BEGIN Supplied records
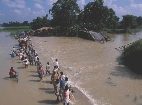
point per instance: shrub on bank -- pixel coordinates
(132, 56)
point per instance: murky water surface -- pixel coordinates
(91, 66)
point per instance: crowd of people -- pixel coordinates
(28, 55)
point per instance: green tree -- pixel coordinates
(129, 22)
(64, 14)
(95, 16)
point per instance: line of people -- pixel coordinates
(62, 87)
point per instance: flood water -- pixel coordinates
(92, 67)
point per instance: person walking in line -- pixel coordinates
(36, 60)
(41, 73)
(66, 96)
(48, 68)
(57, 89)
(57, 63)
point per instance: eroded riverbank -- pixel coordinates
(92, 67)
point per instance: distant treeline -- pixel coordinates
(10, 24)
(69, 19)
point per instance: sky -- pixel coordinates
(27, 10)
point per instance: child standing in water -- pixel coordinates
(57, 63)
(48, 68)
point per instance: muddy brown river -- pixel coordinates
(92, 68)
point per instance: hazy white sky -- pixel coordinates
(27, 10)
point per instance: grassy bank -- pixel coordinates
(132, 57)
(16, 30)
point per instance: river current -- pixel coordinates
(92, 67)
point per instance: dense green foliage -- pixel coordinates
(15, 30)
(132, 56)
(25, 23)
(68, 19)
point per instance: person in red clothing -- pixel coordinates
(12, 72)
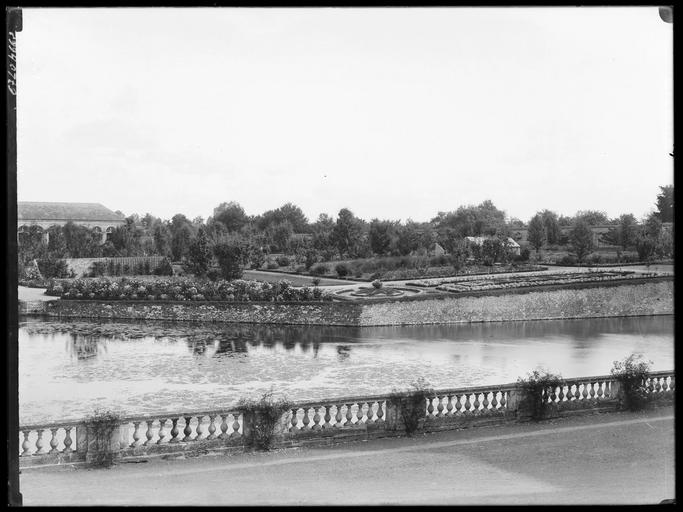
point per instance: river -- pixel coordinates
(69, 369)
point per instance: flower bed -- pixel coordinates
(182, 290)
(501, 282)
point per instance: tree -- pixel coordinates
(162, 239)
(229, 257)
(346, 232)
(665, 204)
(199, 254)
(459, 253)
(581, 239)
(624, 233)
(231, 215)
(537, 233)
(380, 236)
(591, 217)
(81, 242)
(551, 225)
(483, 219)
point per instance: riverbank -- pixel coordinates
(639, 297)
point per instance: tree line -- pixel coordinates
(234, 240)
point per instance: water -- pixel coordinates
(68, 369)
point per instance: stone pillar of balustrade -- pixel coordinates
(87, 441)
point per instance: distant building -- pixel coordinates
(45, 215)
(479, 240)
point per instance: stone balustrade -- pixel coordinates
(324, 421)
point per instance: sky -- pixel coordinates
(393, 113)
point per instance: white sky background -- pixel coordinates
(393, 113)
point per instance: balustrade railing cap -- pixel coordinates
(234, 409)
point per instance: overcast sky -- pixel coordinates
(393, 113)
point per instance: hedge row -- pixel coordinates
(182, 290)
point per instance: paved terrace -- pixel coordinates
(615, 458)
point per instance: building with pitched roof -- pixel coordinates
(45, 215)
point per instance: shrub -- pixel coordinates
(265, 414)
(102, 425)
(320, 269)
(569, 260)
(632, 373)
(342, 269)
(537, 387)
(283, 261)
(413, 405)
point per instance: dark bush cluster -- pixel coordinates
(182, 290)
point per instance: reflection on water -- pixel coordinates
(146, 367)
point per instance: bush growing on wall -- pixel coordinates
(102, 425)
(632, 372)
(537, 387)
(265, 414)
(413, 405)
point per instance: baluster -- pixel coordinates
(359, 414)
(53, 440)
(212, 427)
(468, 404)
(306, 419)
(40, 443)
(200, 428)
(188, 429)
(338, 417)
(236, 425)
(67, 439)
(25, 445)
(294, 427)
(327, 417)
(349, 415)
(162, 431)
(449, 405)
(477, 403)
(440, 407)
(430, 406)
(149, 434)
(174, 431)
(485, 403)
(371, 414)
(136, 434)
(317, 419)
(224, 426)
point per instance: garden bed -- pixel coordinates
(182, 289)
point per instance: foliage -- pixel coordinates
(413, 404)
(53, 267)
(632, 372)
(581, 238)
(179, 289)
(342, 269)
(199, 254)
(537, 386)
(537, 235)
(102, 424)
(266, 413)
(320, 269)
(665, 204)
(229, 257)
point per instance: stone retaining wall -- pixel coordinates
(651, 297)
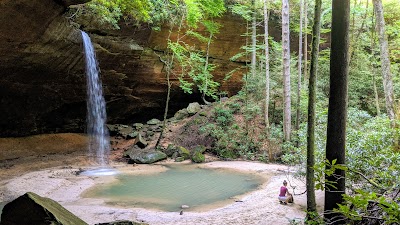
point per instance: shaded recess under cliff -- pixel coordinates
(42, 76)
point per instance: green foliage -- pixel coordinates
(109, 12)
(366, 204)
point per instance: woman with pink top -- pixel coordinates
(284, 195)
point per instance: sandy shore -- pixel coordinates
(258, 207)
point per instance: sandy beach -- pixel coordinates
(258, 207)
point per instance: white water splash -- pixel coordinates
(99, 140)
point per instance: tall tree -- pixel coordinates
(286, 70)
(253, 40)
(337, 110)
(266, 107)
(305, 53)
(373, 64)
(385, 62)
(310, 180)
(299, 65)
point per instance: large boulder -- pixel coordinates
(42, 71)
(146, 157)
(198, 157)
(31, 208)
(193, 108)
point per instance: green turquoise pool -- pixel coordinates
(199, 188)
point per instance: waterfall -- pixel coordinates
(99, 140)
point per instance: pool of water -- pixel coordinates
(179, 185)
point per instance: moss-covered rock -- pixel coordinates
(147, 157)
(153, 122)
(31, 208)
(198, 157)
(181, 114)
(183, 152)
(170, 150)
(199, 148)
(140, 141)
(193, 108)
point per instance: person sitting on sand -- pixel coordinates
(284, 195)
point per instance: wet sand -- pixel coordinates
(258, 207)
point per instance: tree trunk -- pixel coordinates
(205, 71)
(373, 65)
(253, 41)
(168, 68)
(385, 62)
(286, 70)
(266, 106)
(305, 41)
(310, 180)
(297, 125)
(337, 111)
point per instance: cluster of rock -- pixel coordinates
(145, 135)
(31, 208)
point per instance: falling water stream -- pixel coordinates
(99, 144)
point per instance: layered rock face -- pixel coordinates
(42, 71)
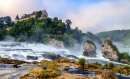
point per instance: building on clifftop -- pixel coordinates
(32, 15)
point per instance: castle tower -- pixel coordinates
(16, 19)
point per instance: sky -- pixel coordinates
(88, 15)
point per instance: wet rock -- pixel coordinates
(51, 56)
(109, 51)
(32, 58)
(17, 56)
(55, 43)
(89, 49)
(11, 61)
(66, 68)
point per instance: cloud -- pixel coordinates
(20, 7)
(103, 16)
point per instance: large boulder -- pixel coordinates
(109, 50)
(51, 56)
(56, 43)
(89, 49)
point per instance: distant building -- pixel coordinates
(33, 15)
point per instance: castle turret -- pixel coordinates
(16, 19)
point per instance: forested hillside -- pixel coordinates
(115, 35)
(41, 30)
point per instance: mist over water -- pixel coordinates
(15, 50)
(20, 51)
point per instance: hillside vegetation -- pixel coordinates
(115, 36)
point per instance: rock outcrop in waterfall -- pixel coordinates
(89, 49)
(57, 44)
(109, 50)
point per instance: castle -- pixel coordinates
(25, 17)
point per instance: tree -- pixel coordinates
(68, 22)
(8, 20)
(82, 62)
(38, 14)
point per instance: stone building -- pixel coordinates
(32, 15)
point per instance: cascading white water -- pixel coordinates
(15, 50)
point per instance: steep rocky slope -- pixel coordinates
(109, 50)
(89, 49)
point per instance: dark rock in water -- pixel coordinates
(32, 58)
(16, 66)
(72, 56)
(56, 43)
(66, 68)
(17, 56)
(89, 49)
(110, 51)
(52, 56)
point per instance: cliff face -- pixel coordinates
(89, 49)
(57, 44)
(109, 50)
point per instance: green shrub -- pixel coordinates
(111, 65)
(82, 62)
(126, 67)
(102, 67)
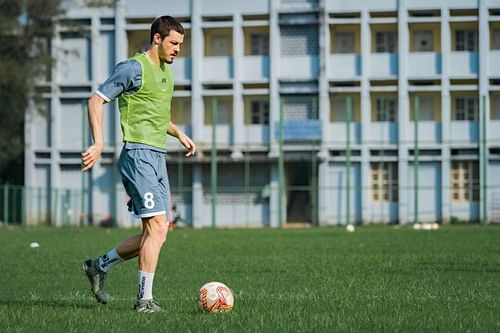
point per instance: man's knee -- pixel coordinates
END Supplied records
■ Job
Write out each line again precisely as it appears, skipping every picture.

■ Full output
point per instance: shrub on bank -- pixel coordinates
(132, 56)
point per instance: murky water surface -- pixel coordinates
(91, 66)
point per instance: crowd of people -- pixel coordinates
(28, 55)
point per instance: green tree -- pixel coordinates
(129, 22)
(64, 14)
(95, 16)
point per instance: line of people -- pixel coordinates
(62, 87)
point per instance: flood water -- pixel coordinates
(92, 67)
point per instance: person walking in line -- pixel coordinates
(36, 60)
(41, 73)
(66, 96)
(48, 68)
(57, 89)
(57, 63)
point per instance: eroded riverbank -- pixel coordinates
(92, 67)
point per instance: distant treeline -- pixel coordinates
(10, 24)
(69, 19)
point per instance: sky -- pixel coordinates
(27, 10)
point per instance: child standing in water -- pixel coordinates
(57, 63)
(48, 68)
point per instance: muddy brown river -- pixel coordinates
(92, 68)
point per instance: hazy white sky -- pixel coordinates
(27, 10)
point per instance: grassy bank -- pixel coordinates
(132, 57)
(16, 30)
point per instance: river current -- pixel coordinates
(92, 67)
point per instance: dense green foliage -- pixel coordinates
(15, 30)
(132, 56)
(25, 23)
(68, 19)
point per instance: person in red clothing -- pixel coordinates
(12, 72)
point per instance: river -- pixel coordinates
(69, 369)
point per instance: flower bed -- pixel coordinates
(182, 290)
(501, 282)
point per instance: tree -- pixel coordinates
(162, 239)
(229, 257)
(346, 232)
(665, 204)
(199, 254)
(459, 253)
(581, 239)
(624, 233)
(231, 215)
(537, 233)
(380, 236)
(591, 217)
(81, 242)
(551, 225)
(483, 219)
point per instance: riverbank -- pixel coordinates
(639, 297)
point per instance: tree line -- pixel coordinates
(234, 240)
point per instance: water -- pixel coordinates
(68, 369)
point per instance: stone pillar of balustrade -- pixel coordinates
(87, 441)
point per instance: distant building -- pixel coordinates
(45, 215)
(479, 240)
point per instance: stone balustrade -- pixel coordinates
(324, 421)
point per instance: sky -- pixel coordinates
(393, 113)
point per instance: white sky background -- pixel coordinates
(393, 113)
point per instance: balustrade railing cap -- pixel coordinates
(234, 409)
point per instance: overcast sky -- pixel coordinates
(393, 113)
point per instance: hedge row -- pixel coordinates
(182, 290)
point per instance: paved terrace -- pixel coordinates
(615, 458)
point per instance: building with pitched roof -- pixel coordinates
(45, 215)
point per instance: shrub -- pixel coordinates
(265, 414)
(102, 425)
(320, 269)
(569, 260)
(632, 373)
(342, 269)
(537, 387)
(283, 261)
(413, 405)
point per instance: dark bush cluster -- pixel coordinates
(182, 290)
point per instance: reflection on water -- pixel coordinates
(146, 367)
point per instance: bush growing on wall -- pixel coordinates
(102, 425)
(632, 372)
(537, 387)
(265, 414)
(413, 405)
point per instance: baluster -- pixel coordinates
(359, 414)
(53, 440)
(212, 427)
(468, 404)
(306, 419)
(40, 443)
(200, 428)
(188, 429)
(338, 417)
(236, 425)
(67, 439)
(25, 445)
(294, 427)
(327, 417)
(349, 415)
(162, 431)
(449, 405)
(477, 403)
(440, 407)
(430, 406)
(149, 434)
(174, 431)
(485, 403)
(371, 414)
(136, 434)
(317, 419)
(224, 426)
point per instance: garden bed -- pixel coordinates
(182, 289)
point per instance: foliage -- pixel coordinates
(413, 404)
(53, 267)
(632, 372)
(581, 238)
(179, 289)
(342, 269)
(199, 254)
(537, 386)
(537, 235)
(102, 424)
(266, 413)
(320, 269)
(665, 204)
(229, 257)
point per instance: stone retaining wall -- pixel coordinates
(651, 297)
point per instance: shaded recess under cliff -- pixel coordinates
(42, 76)
point per instance: green foliage -- pixel coordinates
(109, 12)
(366, 204)
point per instance: woman with pink top -- pixel coordinates
(284, 195)
point per instance: sandy shore -- pixel coordinates
(258, 207)
point per instance: sandy beach -- pixel coordinates
(258, 207)
point per instance: white water splash -- pixel coordinates
(99, 140)
point per instance: tall tree -- pixel coordinates
(286, 70)
(253, 40)
(337, 110)
(266, 107)
(305, 53)
(373, 64)
(385, 62)
(310, 180)
(299, 65)
point per instance: large boulder -- pixel coordinates
(42, 71)
(146, 157)
(198, 157)
(31, 208)
(193, 108)
point per instance: green turquoise pool -- pixel coordinates
(199, 188)
point per instance: waterfall -- pixel coordinates
(99, 140)
point per instance: pool of water -- pixel coordinates
(179, 185)
point per instance: moss-covered rock -- pixel coordinates
(147, 157)
(153, 122)
(31, 208)
(198, 157)
(181, 114)
(183, 152)
(170, 150)
(199, 148)
(140, 141)
(193, 108)
point per instance: person sitting on sand -- pixel coordinates
(284, 195)
point per instance: wet sand -- pixel coordinates
(258, 207)
point per instance: tree trunk -- pixel coordinates
(205, 71)
(373, 65)
(253, 41)
(168, 68)
(385, 62)
(286, 70)
(266, 106)
(305, 41)
(310, 180)
(297, 125)
(337, 111)
point per instance: cluster of rock -- pixel coordinates
(145, 135)
(31, 208)
point per instance: falling water stream -- pixel coordinates
(99, 144)
point per instance: layered rock face -- pixel coordinates
(42, 71)
point per instance: building on clifftop -- pixel coordinates
(32, 15)
point per instance: castle tower -- pixel coordinates
(16, 19)
point per instance: sky -- pixel coordinates
(88, 15)
point per instance: wet rock -- pixel coordinates
(51, 56)
(109, 51)
(32, 58)
(17, 56)
(55, 43)
(89, 49)
(11, 61)
(66, 68)
point per instance: cloud -- pixel coordinates
(20, 7)
(103, 16)
point per instance: large boulder -- pixel coordinates
(109, 50)
(51, 56)
(56, 43)
(89, 49)
point per instance: distant building -- pixel coordinates
(33, 15)
point per instance: castle turret -- pixel coordinates
(16, 19)
point per instance: forested hillside -- pixel coordinates
(115, 35)
(41, 30)
point per instance: mist over water -- pixel coordinates
(15, 50)
(20, 51)
point per instance: hillside vegetation -- pixel coordinates
(115, 36)
point per instance: rock outcrop in waterfall -- pixel coordinates
(89, 49)
(57, 44)
(109, 50)
point per instance: castle -- pixel coordinates
(25, 17)
point per instance: tree -- pixel coordinates
(68, 22)
(8, 20)
(82, 62)
(38, 14)
point per instance: stone building -- pixel coordinates
(32, 15)
point per instance: cascading white water -- pixel coordinates
(15, 50)
point per instance: steep rocky slope -- pixel coordinates
(109, 50)
(89, 49)
point per instance: dark rock in water -- pixel coordinates
(32, 58)
(16, 66)
(72, 56)
(56, 43)
(66, 68)
(17, 56)
(89, 49)
(110, 51)
(52, 56)
point per instance: cliff face -- pixel coordinates
(89, 49)
(57, 44)
(109, 50)
point per instance: green shrub -- pixel coordinates
(111, 65)
(82, 62)
(126, 67)
(102, 67)
point per instance: man's knee -- pixel coordinates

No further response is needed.